ABOUT THIS EXERCISE:
Continue the text on reverse mortgage loans from the point where it stops.

TEXT SECTION:

Reverse Mortgage Loans
Old age is very common in human life irrespective of one’s country, cast and region, gender and income level. Old age means problems related with health, finance and social status, in old age one’s regular income decreases after retirement while medical and social expenses increase. A regular income that can help them meet their financial needs and maintain their current living standards becomes important. One typical feature with most senior citizens is that their residential property accounts for a significant portion of their total asset composition.
With unstable interest rate movement, it has become very difficult for one, especially the elderly, to earn these days by investing in traditional instruments on a regular basis. Alternatively, investing in riskier instruments, which offer higher returns then traditional instruments, is not advisable for the elderly at this stage of their life. They simply cannot afford to gamble with their hard-earned money. Moreover, not all of them are fortunate enough to have sufficient deployable fund for investment and the majority of them do not receive any pension. At present, there are only two main ways of getting cash for one’s house, either by selling it or borrowing against the house. In the former, when the house is sold, one has to move out, while in the latter case, the person would have to make monthly loan repayments, both of which may not be feasible in old age.
Reverse mortgage is known as lifetime mortgage in the UK And it is now a well-exposed financial product in countries like the USA, the UK, Canada, France, Australia, Singapore and in various other countries.

SOURCE MATERIAL:

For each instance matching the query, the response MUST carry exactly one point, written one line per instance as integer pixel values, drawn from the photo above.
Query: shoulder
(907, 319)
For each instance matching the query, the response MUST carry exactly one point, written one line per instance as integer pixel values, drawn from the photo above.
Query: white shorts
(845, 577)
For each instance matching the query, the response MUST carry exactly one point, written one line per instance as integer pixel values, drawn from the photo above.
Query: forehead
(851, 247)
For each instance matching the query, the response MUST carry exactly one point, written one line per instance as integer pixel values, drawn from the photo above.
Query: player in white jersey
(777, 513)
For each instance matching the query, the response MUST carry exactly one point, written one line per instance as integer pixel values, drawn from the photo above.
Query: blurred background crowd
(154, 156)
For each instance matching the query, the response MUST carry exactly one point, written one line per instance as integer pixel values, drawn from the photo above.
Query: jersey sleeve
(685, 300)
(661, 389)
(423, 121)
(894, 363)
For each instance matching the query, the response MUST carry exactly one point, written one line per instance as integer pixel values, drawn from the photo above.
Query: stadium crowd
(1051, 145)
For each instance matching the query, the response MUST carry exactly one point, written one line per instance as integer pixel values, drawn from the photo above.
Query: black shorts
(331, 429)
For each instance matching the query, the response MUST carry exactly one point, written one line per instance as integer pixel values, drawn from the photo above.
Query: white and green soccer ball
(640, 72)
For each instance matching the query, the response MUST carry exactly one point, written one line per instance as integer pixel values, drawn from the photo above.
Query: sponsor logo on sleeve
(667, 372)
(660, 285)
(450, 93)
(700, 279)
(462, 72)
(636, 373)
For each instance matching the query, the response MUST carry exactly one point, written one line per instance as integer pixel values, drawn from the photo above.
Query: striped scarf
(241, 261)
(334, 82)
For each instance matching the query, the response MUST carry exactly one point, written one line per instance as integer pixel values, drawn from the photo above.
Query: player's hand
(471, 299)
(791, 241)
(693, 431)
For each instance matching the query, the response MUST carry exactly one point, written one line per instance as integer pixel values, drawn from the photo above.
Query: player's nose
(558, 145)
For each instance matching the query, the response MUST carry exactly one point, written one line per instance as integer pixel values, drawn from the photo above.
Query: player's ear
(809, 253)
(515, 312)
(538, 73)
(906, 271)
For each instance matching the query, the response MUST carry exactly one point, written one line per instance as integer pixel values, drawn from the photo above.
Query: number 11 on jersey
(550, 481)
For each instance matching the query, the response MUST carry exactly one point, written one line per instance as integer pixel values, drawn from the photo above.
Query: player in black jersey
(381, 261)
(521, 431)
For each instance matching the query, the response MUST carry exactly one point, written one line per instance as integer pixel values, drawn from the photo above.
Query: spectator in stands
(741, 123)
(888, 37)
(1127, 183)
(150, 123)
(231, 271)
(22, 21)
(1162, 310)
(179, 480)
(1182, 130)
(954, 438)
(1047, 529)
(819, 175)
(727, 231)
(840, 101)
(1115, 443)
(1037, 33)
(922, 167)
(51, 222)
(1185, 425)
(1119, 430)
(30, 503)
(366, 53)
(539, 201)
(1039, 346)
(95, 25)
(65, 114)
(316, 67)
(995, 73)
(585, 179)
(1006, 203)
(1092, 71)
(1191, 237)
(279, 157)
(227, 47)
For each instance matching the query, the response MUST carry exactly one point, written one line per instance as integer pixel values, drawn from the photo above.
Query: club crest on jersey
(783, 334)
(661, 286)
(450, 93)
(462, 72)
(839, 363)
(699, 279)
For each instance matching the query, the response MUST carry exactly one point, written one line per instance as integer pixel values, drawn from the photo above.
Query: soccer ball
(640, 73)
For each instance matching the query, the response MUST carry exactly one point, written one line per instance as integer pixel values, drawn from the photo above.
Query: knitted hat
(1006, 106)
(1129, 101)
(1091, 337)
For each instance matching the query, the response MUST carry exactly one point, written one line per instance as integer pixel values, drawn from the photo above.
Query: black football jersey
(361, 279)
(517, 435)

RESPONSE TO THE TASK:
A senior citizen who owns a house can avail himself/herself of monthly income against the mortgage of their house, while remaining as the owner and occupying the house throughout his/her life time, without repayment or servicing the loan. The borrowers can opt for receiving the money as fixed monthly payment also and the loan amount will be given in the form of annuity (a kind of monthly income) for 15 years, which will be fixed, without considering the age of the borrowers. Under this scheme, the borrower can live till he/she is alive and later his/her spouse too can do so. It means during their lifetime, they need not worry about shelter.
Main Features of the RML Scheme The applicants must be at least 60 years old and the residual life of the house should be more than 20 years and the borrower must usually live in the house.
A borrower can obtain money in lump sum or monthly installments or a combination of both i.e., partly in lump sum and partly in installments.
Loan amount is based on the age of the borrower and co-borrowers, current and future value of the property, current interest rate and interest rate fluctuations.
Revaluation of the property is done once in every five years amount of the loan may be revised on the basis of valuation of the property.
RML will be secured by way of residential property but not commercial property which is not eligible.
In RML, there is no formal restriction on end use of funds; they can be used for any purpose.
In RML there is no need to repay the loan. After the death of the borrower or his spouse whichever is later, the loan will be liquidated through the sale proceeds of the house.
Maximum duration of the RML product is 15 years. RML is not free of cost. Other than interest, some costs include application fee, closing cost, legal fee and registration fee and possibly a monthly service fee. RML is tax-free and does not affect social security or Medicare benefits.
Benefits of Reverse Mortgage Loan
In this scheme the house-owner retains the house till he/she is alive and he /she gets a regular income during his/her lifetime, which is helpful to pay of day-to-day expenses.
Under t his scheme, borrower can meet cash needs from the equity of the house, without incurring additional monthly expenses.
Lenders cannot force home-owners to sell the property to repay the loan.
From the bank’s point of view, mortgage on the property in their favor ensures that there is no scope for default.